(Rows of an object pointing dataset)
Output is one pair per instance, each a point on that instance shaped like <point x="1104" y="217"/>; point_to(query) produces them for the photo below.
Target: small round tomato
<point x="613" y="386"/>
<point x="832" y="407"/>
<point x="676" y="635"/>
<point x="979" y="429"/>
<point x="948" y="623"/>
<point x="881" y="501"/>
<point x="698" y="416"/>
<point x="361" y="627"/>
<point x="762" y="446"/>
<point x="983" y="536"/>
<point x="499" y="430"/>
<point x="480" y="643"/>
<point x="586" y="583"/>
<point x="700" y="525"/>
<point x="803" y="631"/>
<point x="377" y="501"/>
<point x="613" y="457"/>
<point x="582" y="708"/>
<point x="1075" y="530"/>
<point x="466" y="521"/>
==
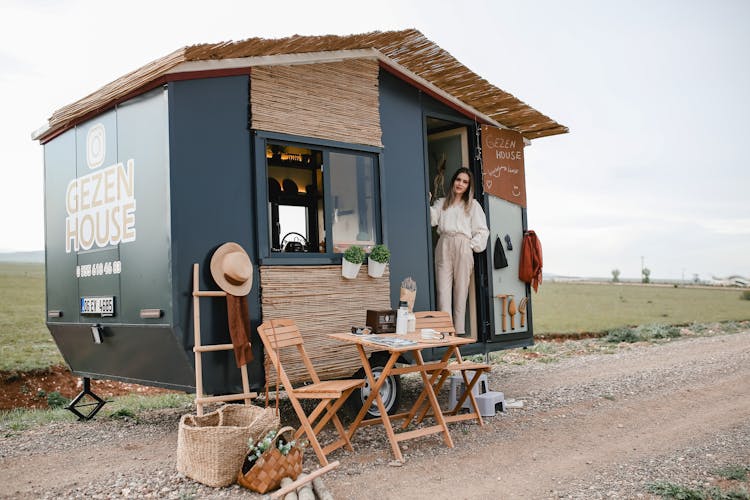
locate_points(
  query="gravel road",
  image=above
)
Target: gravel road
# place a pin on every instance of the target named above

• [What to work on]
Which lines of the records above contain the string "query"? Return each such line in full, treating uppercase and lowercase letters as different.

• [The output]
Output is one pair per instance, each a point on that instance shaped like <point x="1104" y="217"/>; point_to(query) produces them for the photo below.
  query="gravel road",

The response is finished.